Request a: Pick out and copy every line of the listing below that contains the word "snow", matching case exactly.

-- -- --

Posts - Trees

Trees purportedly have the ability to estimate effects (nonlinear, quadratic, etc.) not explicitly stated in the design matrix. I’ve regurgitated this assertion in an several interviews. I probably should see if it’s true.

Here are the libraries I will use. Minus marginaleffects, which would have made this process a lot easier.

import numpy as np
import pandas as pd
import plotly.express as px
import marginaleffects as me 
import statsmodels.formula.api as smf
from sklearn.linear_model import LinearRegression
from sklearn.ensemble import GradientBoostingRegressor, RandomForestRegressor
import warnings
warnings.filterwarnings('ignore')

Here’s a function to simulate random normal data with various means & standard deviations. I love goofy list/dict comprehensions, so I had to thow one in.

np.random.seed(0)
f = lambda mu, sig, n: mu + sig * np.random.normal(size=n)

def sim_data(
    n_samples: int = 10_000, 
    n_features: int = 3, 
    means: list = [-5,0,5],
    stdevs: list = [1,1,1]
    ) -> pd.DataFrame:

    # having some fun with python folks
    d = pd.DataFrame({
        f'X{i+1}':f(mu=m,sig=s,n=n) 
        for i,(m,s,n) 
        in enumerate(zip(means, stdevs, [n_samples]*len(means)))
    })
    return d

Linear

First I’ll start simple with a linear effect. I create an outcome variable from my simulated data & plot the raw data of the effect I’d like to measure.

d = sim_data()
features = ['X1','X2','X3']
d['Y'] = 10 + d['X1']*-2 + d['X2']*1 + d['X3']*2 + f(0, 1, d.shape[0])
px.scatter(d, x='X1', y='Y', title='Simulated X & derived Y').show()

Each model seems to recover the effect fairly well. I am holding the other variables, X2 & X3, at there average level.

# damn I really need marginaleffects
mod = LinearRegression().fit(d[features], d['Y'])
gb = GradientBoostingRegressor(n_estimators=200).fit(d[features], d['Y'])
rf = RandomForestRegressor(n_estimators=200).fit(d[features], d['Y'])

newdata = d[features].assign(X2 = lambda df: df['X2'].mean(), X3 = lambda df: df['X3'].mean())
l_preds = mod.predict(newdata); g_preds = gb.predict(newdata); rf_preds = rf.predict(newdata)
newdata['Linear Regression'] = l_preds; newdata['Gradient Boosted Tree'] = g_preds; newdata['Random Forest'] = rf_preds

fig = px.scatter(
    newdata,
    x='X1', 
    y=['Linear Regression','Gradient Boosted Tree','Random Forest'],
    title='Fitted Values @ X1'
)

-- -- --

Request b: Please extend the post above on testing whether tree models recover effects, continuing after its last line.

Listed entries:
-- -- --

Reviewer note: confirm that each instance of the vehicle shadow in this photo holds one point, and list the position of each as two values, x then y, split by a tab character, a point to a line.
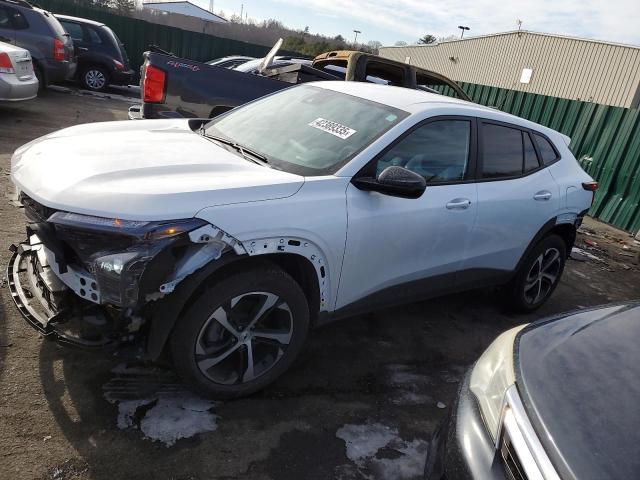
393	366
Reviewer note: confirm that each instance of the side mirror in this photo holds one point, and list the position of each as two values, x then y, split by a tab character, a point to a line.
395	181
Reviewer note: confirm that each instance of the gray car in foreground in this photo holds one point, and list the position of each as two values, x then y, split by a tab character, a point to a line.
17	79
556	399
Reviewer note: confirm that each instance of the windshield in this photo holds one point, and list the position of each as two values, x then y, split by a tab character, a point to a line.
306	130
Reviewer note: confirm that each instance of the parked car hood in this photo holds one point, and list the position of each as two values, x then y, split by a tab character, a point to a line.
578	377
143	170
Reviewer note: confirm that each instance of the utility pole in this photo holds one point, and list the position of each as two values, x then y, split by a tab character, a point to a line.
463	28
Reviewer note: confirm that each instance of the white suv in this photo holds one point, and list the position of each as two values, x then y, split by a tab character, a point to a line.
222	243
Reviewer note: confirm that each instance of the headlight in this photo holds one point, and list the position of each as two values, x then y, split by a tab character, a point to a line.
116	251
140	229
492	375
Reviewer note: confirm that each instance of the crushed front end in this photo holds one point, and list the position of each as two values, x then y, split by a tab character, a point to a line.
93	281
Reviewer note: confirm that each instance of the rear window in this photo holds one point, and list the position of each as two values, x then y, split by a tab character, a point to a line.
547	152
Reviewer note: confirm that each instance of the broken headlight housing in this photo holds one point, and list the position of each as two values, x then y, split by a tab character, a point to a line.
118	252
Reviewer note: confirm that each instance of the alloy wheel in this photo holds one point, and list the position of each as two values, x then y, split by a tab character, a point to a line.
95	79
542	276
244	338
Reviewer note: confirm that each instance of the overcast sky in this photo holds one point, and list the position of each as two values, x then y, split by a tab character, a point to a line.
407	20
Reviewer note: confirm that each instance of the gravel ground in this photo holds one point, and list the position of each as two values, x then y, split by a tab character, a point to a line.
362	401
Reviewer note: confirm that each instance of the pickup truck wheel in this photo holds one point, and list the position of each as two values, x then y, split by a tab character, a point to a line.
241	334
539	275
94	78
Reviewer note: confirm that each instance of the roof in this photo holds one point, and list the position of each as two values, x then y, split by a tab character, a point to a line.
158	4
512	32
416	101
79	20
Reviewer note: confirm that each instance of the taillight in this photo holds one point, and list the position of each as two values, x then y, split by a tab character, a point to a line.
5	64
153	85
59	52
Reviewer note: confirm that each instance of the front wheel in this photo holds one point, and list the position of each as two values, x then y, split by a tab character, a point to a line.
539	274
242	333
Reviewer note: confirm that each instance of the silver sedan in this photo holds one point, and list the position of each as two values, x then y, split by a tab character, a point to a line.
17	79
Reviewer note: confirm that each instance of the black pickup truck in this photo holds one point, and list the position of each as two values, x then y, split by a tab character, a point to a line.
178	88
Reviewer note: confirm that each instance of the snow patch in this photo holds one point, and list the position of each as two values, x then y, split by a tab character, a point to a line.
152	400
368	447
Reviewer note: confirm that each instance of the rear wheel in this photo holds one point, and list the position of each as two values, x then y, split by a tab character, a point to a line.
242	333
37	70
94	78
539	275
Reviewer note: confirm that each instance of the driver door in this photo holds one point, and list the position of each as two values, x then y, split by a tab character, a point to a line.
402	249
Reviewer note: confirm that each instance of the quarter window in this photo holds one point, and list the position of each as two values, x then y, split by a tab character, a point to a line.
502	151
93	36
547	152
74	30
530	156
439	151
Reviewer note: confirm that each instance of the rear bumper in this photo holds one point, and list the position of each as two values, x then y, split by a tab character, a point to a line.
122	78
462	448
59	71
13	90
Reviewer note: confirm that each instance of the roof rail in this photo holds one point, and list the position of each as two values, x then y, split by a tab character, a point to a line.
22	3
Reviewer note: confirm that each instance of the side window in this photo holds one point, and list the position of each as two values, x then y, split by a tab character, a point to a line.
94	37
502	151
5	21
547	152
530	155
439	151
74	30
19	21
383	72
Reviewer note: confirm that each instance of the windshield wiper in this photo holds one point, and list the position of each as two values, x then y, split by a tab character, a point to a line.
258	158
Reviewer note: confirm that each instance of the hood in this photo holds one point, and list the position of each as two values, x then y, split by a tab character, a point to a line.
578	378
141	170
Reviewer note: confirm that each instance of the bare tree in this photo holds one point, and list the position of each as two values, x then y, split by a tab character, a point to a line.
427	39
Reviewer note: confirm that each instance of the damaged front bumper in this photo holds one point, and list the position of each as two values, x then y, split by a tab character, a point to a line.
48	305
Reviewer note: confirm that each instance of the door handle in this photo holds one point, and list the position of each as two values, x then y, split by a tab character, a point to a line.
459	204
542	195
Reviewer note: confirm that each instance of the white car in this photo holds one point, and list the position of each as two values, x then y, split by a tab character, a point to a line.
224	241
17	78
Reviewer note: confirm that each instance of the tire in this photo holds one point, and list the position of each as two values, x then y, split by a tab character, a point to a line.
37	69
539	275
214	343
94	78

-- -- --

Written answer a:
Reviewer note: confirm that each instance of the snow patch in this photo holds one point, and list the position of each as two values, x then y, split by a tab character, a point to a line.

Written answer b:
fig.update_layout(yaxis_title="Fitted Value")
fig.show()

Quadratic

How about a quadratic effect? This data has distortion, but I don’t think it is overwhelmingly obvious. This time I fit two linear regression, one which models the true effect & another that does not, and a gradient boosted tree.

d['Y'] = 10 + d['X1']*-10 + (d['X2']**2)*2 + d['X3']*10 + f(0, 1, d.shape[0])
px.scatter(d, x='X2', y='Y', title='Quadratic Effect: Simulated X & derived Y').show()

As expected, the linear regression that ignores the quadratic effects misses entirely. The gradient boosted tree recovers the effect! Nice.

lr_unmodeled = smf.ols("Y ~ X1 + X2 + X3", data = d).fit()
lr_modeled = smf.ols("Y ~ X1 + I(X2**2) + X3", data = d).fit()
gb = GradientBoostingRegressor(n_estimators=100).fit(d[features], d['Y'])

newdata = d[features].assign(X1 = lambda df: df['X1'].mean(), X3 = lambda df: df['X3'].mean())
lr_un_preds = lr_unmodeled.predict(newdata); lr_m_preds = lr_modeled.predict(newdata); g_preds = gb.predict(newdata); rf_preds = rf.predict(newdata)
newdata['Linear Regression (not-modeled)'] = lr_un_preds; newdata['Linear Regression (modeled)'] = lr_m_preds; newdata['Gradient Boosted Tree'] = g_preds

fig = px.scatter(
    newdata,
    x='X2', 
    y=['Linear Regression (not-modeled)','Linear Regression (modeled)', 'Gradient Boosted Tree'],
    title='Fitted Values @ X2'
)
fig.update_layout(yaxis_title="Fitted Value")
fig.show()

Non-Linear

What about a nonlinear effect? Same process as before. Our effect of interest is better hidden this time.

d['Y'] = 10 + d['X1']*-20 + 2*np.exp(0.90 * d['X2']) + d['X3']*10 + f(0, 1, d.shape[0])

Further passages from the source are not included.